To do:
Make your reply a word-for-word repeat of the records.

Records:
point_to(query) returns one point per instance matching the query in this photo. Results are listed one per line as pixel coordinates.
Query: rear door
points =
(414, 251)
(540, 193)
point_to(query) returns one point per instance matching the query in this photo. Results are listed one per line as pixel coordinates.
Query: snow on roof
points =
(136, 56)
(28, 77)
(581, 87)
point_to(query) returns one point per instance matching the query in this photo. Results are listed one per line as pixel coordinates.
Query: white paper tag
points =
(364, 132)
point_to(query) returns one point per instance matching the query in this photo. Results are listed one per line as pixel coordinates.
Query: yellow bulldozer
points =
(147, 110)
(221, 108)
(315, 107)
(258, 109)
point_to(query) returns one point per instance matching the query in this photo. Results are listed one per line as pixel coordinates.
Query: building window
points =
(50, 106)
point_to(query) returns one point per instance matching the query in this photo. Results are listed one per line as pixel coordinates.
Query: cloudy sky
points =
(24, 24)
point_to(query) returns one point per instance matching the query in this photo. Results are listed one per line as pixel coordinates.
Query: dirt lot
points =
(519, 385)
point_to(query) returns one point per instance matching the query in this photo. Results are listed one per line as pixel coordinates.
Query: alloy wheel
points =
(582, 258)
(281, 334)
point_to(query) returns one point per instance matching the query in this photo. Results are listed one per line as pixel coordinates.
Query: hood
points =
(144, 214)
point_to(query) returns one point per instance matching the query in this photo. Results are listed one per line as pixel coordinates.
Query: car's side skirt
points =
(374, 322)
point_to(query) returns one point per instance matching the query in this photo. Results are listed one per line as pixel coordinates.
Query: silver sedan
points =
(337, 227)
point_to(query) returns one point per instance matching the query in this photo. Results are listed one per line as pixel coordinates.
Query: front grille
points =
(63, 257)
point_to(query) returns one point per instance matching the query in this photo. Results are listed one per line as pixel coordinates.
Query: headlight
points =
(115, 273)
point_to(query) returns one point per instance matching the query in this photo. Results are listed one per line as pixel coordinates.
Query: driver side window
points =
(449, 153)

Your response:
point_to(query) returns one point per instance matching the query in this photo. Results are listed one per line as pixel coordinates.
Query: rear door
points =
(414, 251)
(540, 193)
point_to(query) returns one point per instance matching the query in this photo. Results are listed one per line as pixel coordinates.
Query: snow on roof
points =
(136, 56)
(28, 77)
(581, 87)
point_to(query) returns one point per instance matching the query in this photo. Results are listed one per line as pixel coordinates.
Query: white paper tag
points =
(364, 132)
point_to(query) returns one point per instance matching the query in this photo. Results are listed one per line as pixel coordinates.
Query: yellow bulldozer
points =
(147, 110)
(221, 108)
(315, 107)
(258, 109)
point_to(query) returns one point per instance matching the query in this photo. Results are listed one per line as pixel coordinates.
Query: building window
points =
(50, 106)
point_to(query) returns one point per instance matching the query in this photo. Results are listed one per line as pixel coordinates.
Query: cloudy sky
points =
(24, 24)
point_to(query) returns one point per instance matching the query in this photo. Results are listed one per line as pixel coordinates.
Query: dirt lot
points =
(519, 385)
point_to(query) returns one point per instance matching the query in this photo. Results are listed one per line as pixel coordinates.
Query: alloy wheel
points =
(582, 258)
(281, 334)
point_to(query) returns one point per instance matching the query in this photo. Results are listed one per line as pixel coordinates.
Query: hood
points =
(144, 214)
point_to(query) returns one point per instance matching the query in this photo. Results are listed one per line as pixel coordinates.
Query: car's side skirt
points =
(374, 322)
point_to(query) returns one point per instance matching the query in this photo. Results are listed one per line as pixel coordinates.
Query: silver sedan
points =
(337, 227)
point_to(query) returns one point per instance matching the query in this photo. Results are listed one per line as pixel coordinates.
Query: front grille
points =
(63, 257)
point_to(query) returns one point per instance matching the query in this photo. Results are listed one per line as pixel coordinates.
Query: headlight
points =
(115, 273)
point_to(query) returns one point per instance matching the query in this photo. Results are listed one per line as pixel coordinates.
Query: driver side window
points =
(449, 153)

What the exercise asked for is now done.